Image region outline records:
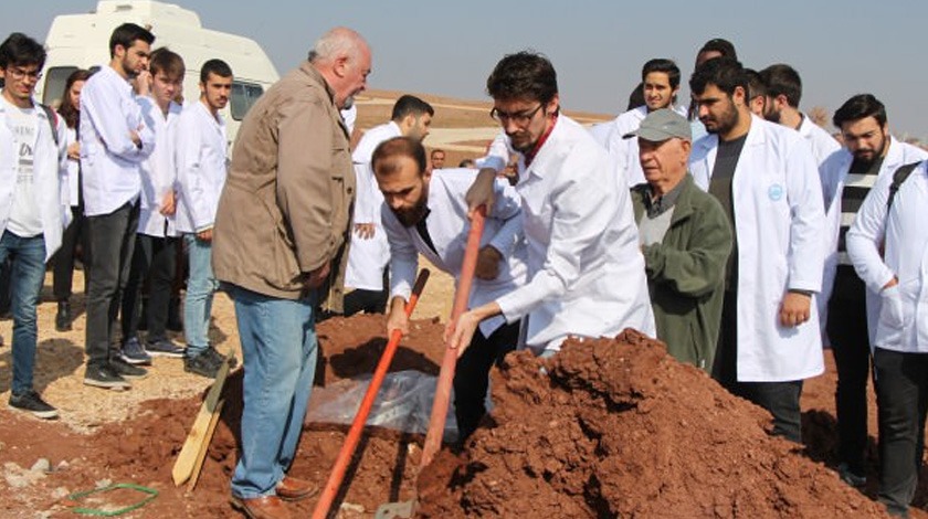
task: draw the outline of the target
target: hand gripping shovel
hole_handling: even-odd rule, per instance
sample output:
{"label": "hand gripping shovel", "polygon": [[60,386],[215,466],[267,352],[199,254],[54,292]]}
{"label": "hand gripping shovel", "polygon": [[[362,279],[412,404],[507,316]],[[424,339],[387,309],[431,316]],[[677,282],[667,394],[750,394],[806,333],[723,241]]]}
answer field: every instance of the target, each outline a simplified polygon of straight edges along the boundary
{"label": "hand gripping shovel", "polygon": [[[454,306],[451,308],[451,322],[457,322],[461,314],[467,310],[471,298],[471,285],[474,280],[474,269],[477,266],[477,253],[481,247],[486,206],[481,205],[474,211],[471,220],[471,232],[467,234],[467,247],[464,250],[464,262],[461,265],[461,279],[454,293]],[[442,446],[447,405],[451,401],[451,385],[454,382],[454,369],[457,366],[456,349],[445,348],[442,369],[439,372],[439,384],[435,388],[435,400],[432,403],[432,416],[429,420],[429,432],[425,434],[425,445],[422,447],[422,460],[419,464],[421,473],[434,459]],[[388,502],[377,509],[375,519],[410,518],[415,512],[418,499],[411,501]]]}
{"label": "hand gripping shovel", "polygon": [[[419,273],[419,277],[415,279],[415,285],[412,287],[412,295],[409,297],[409,301],[405,305],[407,317],[412,315],[412,310],[419,301],[419,296],[422,294],[422,289],[425,287],[426,280],[429,280],[429,269],[423,268]],[[373,378],[370,380],[370,384],[368,385],[363,400],[361,400],[361,406],[358,409],[358,414],[355,415],[355,421],[351,422],[351,428],[348,430],[348,436],[345,437],[345,444],[341,446],[341,451],[339,451],[338,457],[335,459],[335,467],[333,467],[328,481],[326,481],[326,486],[319,496],[319,501],[316,502],[316,509],[313,511],[314,519],[324,519],[328,516],[329,508],[331,508],[331,504],[338,495],[338,489],[341,487],[341,480],[345,478],[345,472],[348,469],[348,465],[355,456],[355,449],[358,447],[358,442],[361,439],[361,432],[363,431],[365,423],[367,423],[368,415],[370,414],[370,407],[377,399],[377,392],[380,391],[380,384],[383,383],[383,378],[387,375],[387,370],[390,368],[390,362],[393,360],[393,354],[397,352],[397,347],[399,346],[401,338],[402,335],[400,333],[400,330],[393,330],[393,332],[390,333],[390,340],[387,342],[387,347],[380,356],[380,361],[377,364],[377,369],[373,371]]]}

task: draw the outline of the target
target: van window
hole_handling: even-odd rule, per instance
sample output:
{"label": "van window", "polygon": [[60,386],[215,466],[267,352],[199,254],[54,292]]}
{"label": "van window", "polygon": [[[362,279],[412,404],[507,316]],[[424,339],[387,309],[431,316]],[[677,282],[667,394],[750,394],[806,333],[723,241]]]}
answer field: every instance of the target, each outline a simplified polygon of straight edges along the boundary
{"label": "van window", "polygon": [[252,105],[264,94],[264,88],[255,83],[232,82],[232,118],[242,120]]}
{"label": "van window", "polygon": [[42,104],[57,108],[64,96],[64,84],[76,66],[56,66],[45,72],[45,87],[42,91]]}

* _Task details_
Please pick out every line in the items above that contains the string "window", treating case as significant, and copy each one in full.

* _Answer for the task_
target: van window
{"label": "van window", "polygon": [[60,386],[215,466],[267,352],[199,254],[54,292]]}
{"label": "van window", "polygon": [[[362,279],[412,404],[507,316]],[[424,339],[387,309],[431,316]],[[677,282],[667,394],[750,394],[806,333],[723,241]]]}
{"label": "van window", "polygon": [[252,105],[264,94],[264,88],[255,83],[232,82],[232,118],[242,120]]}
{"label": "van window", "polygon": [[42,104],[57,108],[64,96],[64,84],[76,66],[56,66],[45,72],[45,87],[42,91]]}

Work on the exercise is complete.